Copy the listing below line for line, changing no word or character.

<<<<

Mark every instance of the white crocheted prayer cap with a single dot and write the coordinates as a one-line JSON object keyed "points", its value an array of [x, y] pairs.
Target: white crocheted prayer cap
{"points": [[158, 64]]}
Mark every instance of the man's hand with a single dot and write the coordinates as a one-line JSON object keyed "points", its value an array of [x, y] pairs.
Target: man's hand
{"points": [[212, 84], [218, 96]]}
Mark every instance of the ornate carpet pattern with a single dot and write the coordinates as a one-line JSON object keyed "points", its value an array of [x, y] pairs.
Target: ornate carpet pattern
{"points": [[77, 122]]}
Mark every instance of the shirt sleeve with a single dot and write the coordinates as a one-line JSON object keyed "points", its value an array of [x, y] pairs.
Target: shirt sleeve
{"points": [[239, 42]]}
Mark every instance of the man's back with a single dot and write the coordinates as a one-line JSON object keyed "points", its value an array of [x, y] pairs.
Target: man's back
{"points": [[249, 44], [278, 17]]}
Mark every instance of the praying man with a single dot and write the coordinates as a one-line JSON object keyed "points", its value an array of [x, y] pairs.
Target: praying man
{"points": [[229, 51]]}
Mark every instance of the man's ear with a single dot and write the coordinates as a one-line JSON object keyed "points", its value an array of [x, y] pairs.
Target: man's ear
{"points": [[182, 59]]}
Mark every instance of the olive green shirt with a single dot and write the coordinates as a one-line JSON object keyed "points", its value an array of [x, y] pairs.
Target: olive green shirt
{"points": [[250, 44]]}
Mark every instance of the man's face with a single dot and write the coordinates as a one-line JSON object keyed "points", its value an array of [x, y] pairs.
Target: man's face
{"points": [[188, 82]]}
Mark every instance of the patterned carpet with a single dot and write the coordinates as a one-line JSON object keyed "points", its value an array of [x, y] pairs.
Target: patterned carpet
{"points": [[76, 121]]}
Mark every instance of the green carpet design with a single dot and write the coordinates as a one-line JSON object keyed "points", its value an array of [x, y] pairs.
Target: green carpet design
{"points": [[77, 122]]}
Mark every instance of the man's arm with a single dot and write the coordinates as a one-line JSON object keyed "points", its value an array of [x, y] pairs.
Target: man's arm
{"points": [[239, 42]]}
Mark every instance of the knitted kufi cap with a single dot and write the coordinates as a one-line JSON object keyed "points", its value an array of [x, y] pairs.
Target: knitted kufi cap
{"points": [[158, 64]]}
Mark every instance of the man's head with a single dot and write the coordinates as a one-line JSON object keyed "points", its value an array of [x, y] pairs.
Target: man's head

>>>>

Expected answer ::
Mark every instance of the white crocheted prayer cap with a single dot and write the coordinates as a one-line JSON object keyed "points", its value an array of [x, y] pairs.
Target: white crocheted prayer cap
{"points": [[158, 64]]}
Mark every instance of the man's hand with a single dot and write the coordinates as a one-line JSON object keyed "points", its value an array of [x, y] pairs.
Target: man's hand
{"points": [[212, 84], [218, 96]]}
Mark every instance of the ornate carpet pattern with a single dot and write the coordinates as a one-line JSON object keyed "points", its value an array of [x, y] pairs.
Target: ornate carpet pattern
{"points": [[77, 122]]}
Mark every instance of the shirt sleeve with a single dot and write the coordinates as a one-line JSON object keyed "points", its value an array of [x, y] pairs.
Target: shirt sleeve
{"points": [[239, 42]]}
Mark every instance of the man's back with a single dot and write the coordinates as a one-line JSON object keyed "points", its value an array of [x, y] pairs.
Target: man's back
{"points": [[249, 44], [278, 17]]}
Mark every instance of the praying man with a single dot and write the coordinates as a one-line JSON object keyed "points", its value an array of [x, y] pairs.
Target: praying man
{"points": [[229, 51]]}
Mark every instance of the man's ear with a single dot and write the coordinates as a one-line JSON object keyed "points", its value an array of [x, y] pairs.
Target: man's ear
{"points": [[182, 59]]}
Mark every instance of the olive green shirt with a single dot and write the coordinates as a one-line JSON object keyed "points", its value an array of [x, y] pairs.
Target: olive green shirt
{"points": [[250, 44]]}
Mark every instance of the man's face with a single dot and write the coordinates as a one-line JSON object keyed "points", its value an array of [x, y] pairs.
Target: man's face
{"points": [[188, 82]]}
Mark every instance of the patterned carpet with a single dot and write the coordinates as a one-line JSON object keyed "points", its value an array of [x, y] pairs.
Target: patterned carpet
{"points": [[76, 121]]}
Mark every instance of the green carpet design with a single dot and write the coordinates as a one-line JSON object keyed "points", its value an array of [x, y] pairs.
Target: green carpet design
{"points": [[77, 122]]}
Mark every instance of the man's arm with a single dot and write the coordinates as a one-line JSON object keyed "points", its value an array of [x, y] pairs.
Target: man's arm
{"points": [[239, 42]]}
Mark every instance of the knitted kufi cap with a single dot and write the coordinates as a one-line JSON object keyed "points", its value an array of [x, y] pairs.
Target: knitted kufi cap
{"points": [[158, 64]]}
Mark every instance of the man's head with a single dot and write the coordinates as a one-line JSON object keyed "points", its value an array of [x, y] pairs.
Target: man's head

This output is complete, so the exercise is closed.